▶ **What is being asked**:
Format the material from the start up to and including the line with "[[490, 202, 512, 250]]" as a two-column CSV with the headers text and answer. Put each text and the answer that follows it on one row, each in a single quoted field, with line breaks replaced by spaces.
-*-*-
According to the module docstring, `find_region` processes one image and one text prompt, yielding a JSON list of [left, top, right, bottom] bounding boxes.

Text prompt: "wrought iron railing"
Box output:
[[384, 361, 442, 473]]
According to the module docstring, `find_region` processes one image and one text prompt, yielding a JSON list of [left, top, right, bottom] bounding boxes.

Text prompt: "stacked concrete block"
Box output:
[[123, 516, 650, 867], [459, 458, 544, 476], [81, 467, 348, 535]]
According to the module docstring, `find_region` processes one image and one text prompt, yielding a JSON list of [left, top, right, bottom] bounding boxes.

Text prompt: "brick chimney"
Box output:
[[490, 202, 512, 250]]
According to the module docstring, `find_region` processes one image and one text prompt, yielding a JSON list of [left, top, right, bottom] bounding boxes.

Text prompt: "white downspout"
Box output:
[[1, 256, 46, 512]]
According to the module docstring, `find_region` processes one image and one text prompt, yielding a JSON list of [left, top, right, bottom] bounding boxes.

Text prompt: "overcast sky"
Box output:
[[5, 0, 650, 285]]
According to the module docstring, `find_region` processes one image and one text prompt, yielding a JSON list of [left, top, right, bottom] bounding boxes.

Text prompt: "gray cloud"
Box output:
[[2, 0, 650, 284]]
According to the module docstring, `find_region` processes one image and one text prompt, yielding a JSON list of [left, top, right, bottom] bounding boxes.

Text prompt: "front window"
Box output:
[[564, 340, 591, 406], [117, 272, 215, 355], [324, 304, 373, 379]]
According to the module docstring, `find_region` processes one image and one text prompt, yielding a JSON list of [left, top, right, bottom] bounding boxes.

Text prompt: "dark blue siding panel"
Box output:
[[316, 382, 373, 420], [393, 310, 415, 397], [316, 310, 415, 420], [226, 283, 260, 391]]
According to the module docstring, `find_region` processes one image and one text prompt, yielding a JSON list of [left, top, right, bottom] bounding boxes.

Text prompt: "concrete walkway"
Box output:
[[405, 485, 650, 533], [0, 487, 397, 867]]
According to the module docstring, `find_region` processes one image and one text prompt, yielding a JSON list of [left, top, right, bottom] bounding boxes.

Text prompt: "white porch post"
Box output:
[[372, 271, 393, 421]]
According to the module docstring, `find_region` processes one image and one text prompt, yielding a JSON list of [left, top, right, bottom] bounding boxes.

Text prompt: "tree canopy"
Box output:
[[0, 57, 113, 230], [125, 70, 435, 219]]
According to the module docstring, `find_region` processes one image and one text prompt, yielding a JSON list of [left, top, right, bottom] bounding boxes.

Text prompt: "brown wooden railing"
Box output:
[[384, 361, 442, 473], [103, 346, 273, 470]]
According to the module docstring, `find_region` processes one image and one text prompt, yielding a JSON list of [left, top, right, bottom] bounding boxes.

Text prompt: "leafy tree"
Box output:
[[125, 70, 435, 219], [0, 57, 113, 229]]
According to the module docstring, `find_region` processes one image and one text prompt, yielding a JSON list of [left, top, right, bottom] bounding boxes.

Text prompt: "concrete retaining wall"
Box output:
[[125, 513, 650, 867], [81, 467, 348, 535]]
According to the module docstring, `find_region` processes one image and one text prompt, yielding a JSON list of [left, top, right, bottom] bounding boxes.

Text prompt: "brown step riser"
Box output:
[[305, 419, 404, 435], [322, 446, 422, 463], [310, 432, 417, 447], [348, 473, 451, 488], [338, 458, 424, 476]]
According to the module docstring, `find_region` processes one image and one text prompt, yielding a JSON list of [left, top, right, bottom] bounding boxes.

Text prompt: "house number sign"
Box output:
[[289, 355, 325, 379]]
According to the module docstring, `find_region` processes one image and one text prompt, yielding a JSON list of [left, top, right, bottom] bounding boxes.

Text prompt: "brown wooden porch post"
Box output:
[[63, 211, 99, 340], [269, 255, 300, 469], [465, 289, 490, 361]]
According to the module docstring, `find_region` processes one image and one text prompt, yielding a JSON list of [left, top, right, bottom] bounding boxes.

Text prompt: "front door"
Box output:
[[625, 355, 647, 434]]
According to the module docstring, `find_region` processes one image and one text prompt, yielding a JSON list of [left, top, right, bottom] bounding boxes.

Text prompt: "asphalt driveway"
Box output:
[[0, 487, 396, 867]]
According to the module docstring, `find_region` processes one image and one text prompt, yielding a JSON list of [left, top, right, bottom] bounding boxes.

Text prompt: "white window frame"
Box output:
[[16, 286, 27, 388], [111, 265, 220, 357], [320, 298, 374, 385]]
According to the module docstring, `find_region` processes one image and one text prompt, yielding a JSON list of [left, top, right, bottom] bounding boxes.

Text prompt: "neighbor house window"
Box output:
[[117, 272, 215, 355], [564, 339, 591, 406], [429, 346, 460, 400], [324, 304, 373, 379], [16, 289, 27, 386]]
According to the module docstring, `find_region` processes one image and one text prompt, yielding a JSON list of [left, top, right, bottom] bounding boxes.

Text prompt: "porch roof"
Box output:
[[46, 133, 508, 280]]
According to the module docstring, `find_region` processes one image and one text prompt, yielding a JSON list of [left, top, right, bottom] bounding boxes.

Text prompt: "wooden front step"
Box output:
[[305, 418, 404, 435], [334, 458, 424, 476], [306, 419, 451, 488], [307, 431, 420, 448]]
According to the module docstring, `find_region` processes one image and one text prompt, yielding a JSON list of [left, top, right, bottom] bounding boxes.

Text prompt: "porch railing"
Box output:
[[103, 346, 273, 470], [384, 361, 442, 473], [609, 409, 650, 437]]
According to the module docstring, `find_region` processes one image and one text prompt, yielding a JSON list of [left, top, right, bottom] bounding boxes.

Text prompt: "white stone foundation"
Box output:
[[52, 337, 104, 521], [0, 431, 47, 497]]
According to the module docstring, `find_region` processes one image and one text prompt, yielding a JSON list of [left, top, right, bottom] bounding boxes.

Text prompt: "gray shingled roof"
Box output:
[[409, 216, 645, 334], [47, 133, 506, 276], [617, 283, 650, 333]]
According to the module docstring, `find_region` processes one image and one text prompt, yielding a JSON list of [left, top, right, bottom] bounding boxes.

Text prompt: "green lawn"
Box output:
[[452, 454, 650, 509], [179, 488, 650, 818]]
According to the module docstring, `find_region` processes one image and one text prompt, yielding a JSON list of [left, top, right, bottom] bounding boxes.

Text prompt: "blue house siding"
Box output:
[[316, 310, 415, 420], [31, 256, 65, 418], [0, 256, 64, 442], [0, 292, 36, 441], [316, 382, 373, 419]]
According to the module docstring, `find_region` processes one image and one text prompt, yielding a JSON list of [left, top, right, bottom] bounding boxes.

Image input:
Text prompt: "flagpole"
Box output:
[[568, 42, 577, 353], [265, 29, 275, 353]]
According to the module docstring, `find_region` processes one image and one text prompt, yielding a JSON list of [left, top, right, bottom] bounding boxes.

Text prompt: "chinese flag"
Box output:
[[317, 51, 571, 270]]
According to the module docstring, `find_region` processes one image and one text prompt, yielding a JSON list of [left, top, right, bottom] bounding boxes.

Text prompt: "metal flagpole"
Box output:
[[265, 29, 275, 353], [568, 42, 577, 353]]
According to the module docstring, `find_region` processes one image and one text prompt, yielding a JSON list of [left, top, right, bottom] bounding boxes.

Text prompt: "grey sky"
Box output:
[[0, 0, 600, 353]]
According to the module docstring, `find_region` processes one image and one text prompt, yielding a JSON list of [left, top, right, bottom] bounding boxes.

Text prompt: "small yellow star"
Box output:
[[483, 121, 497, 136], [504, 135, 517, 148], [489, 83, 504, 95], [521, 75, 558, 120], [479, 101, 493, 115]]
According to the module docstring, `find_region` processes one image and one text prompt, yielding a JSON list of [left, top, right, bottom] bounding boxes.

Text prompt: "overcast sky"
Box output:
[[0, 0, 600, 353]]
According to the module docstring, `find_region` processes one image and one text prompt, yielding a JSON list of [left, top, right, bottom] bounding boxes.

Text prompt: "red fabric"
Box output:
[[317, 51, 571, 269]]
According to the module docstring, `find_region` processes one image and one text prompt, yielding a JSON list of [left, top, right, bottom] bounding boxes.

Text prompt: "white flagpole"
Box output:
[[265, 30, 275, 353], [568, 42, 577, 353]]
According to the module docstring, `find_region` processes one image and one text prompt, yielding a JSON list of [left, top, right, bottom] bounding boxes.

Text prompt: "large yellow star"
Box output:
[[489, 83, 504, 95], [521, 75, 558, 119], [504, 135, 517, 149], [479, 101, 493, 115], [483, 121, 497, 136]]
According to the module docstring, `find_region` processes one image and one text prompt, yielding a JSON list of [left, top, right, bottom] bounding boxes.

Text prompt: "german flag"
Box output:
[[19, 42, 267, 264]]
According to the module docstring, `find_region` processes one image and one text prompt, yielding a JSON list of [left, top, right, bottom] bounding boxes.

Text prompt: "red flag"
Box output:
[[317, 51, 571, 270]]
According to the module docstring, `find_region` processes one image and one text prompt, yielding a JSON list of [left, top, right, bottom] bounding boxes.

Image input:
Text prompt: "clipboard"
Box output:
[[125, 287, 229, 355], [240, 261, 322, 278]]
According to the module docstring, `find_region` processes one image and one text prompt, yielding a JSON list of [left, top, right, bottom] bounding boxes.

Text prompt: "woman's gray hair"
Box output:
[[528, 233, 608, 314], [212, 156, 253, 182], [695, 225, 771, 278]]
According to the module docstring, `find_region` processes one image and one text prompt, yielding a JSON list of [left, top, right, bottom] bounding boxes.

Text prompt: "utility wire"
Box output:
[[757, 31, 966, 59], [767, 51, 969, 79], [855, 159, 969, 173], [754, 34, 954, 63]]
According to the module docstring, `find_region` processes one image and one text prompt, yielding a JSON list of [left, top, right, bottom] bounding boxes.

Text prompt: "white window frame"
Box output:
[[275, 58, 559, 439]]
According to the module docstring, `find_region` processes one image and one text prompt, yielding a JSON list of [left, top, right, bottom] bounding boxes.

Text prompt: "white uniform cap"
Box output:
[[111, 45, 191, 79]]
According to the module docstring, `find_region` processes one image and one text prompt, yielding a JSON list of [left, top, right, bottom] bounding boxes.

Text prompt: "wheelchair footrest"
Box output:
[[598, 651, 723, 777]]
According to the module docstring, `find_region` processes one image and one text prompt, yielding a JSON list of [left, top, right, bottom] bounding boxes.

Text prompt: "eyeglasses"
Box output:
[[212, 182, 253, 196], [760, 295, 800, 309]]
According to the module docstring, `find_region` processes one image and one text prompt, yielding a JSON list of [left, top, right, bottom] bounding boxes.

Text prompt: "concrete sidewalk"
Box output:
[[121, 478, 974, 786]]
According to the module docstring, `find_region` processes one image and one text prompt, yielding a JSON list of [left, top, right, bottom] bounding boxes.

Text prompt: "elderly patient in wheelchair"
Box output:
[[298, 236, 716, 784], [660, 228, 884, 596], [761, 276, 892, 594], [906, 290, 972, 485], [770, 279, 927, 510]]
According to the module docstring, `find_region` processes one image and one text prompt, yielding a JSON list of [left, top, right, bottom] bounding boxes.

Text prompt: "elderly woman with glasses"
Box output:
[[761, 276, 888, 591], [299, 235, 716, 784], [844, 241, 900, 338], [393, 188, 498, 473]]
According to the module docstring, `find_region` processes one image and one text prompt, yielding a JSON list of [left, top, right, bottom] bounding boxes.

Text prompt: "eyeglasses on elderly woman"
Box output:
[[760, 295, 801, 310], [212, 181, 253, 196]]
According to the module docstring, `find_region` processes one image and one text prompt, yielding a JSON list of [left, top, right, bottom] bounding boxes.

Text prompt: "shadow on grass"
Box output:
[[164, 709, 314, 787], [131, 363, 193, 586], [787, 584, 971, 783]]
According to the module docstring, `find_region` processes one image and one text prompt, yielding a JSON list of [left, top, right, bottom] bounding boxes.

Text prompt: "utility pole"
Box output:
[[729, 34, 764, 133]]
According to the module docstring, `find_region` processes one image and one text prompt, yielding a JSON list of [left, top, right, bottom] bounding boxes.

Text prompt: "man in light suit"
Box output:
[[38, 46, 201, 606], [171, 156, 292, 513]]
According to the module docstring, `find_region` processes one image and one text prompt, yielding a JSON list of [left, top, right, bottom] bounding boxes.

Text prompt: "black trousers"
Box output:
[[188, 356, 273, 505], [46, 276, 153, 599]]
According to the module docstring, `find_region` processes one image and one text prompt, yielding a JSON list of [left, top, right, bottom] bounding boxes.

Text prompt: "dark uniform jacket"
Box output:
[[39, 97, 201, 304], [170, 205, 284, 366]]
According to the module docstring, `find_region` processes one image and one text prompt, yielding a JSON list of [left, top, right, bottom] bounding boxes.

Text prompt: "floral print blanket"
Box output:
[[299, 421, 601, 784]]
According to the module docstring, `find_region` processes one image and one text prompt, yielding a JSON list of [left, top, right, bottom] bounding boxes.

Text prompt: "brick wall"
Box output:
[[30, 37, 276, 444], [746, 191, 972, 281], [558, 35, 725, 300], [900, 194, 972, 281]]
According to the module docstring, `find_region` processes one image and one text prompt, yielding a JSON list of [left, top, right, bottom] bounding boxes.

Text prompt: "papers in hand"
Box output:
-*-*-
▶ **Output of the task**:
text,answer
"According to the module docstring, `find_region` processes one image and one text prompt, yielding a JSON list of [left, top, right, bottom] bounding boxes. Text prompt: ""wrought iron railing"" Box output:","[[384, 361, 442, 473]]"
"According to the module docstring, `find_region` processes one image and one text prompt, yielding a JSON list of [left, top, right, bottom] bounding boxes. Text prompt: ""stacked concrete block"" Box output:","[[123, 516, 650, 867], [459, 458, 544, 476], [81, 467, 348, 535]]"
"According to the module docstring, `find_region` processes one image and one text prompt, yielding a JSON list of [left, top, right, bottom] bounding boxes. Text prompt: ""brick chimney"" Box output:","[[490, 202, 512, 250]]"